The exercise - Can you edit the rows below so that "benchmark" becomes "evaluation" everywhere it appears, with nothing else changed? Leave the pictures out of your answer.

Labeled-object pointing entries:
* begin *

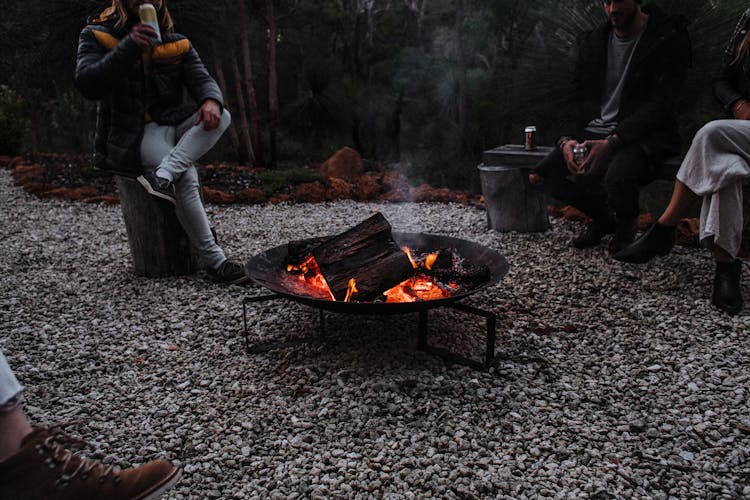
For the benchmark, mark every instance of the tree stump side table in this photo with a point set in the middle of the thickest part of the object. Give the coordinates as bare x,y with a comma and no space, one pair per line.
158,244
511,202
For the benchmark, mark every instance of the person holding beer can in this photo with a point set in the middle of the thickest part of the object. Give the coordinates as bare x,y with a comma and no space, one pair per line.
617,121
715,168
145,128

* end *

Response to the exercise -
For the evaluation, mark every instance of the tree stump side table in this photo with a point set in the middle of the thickest part of the object. Give the coordinates as bare x,y with a comma and no space, one pair per line.
158,244
511,202
For the evaluation, mark every instance of the person holding beer can in this photo with a point set in the middle of the thickest part of the object. Give the coordinates as bare x,y with a comma and no space, one pair per line.
617,121
715,168
145,128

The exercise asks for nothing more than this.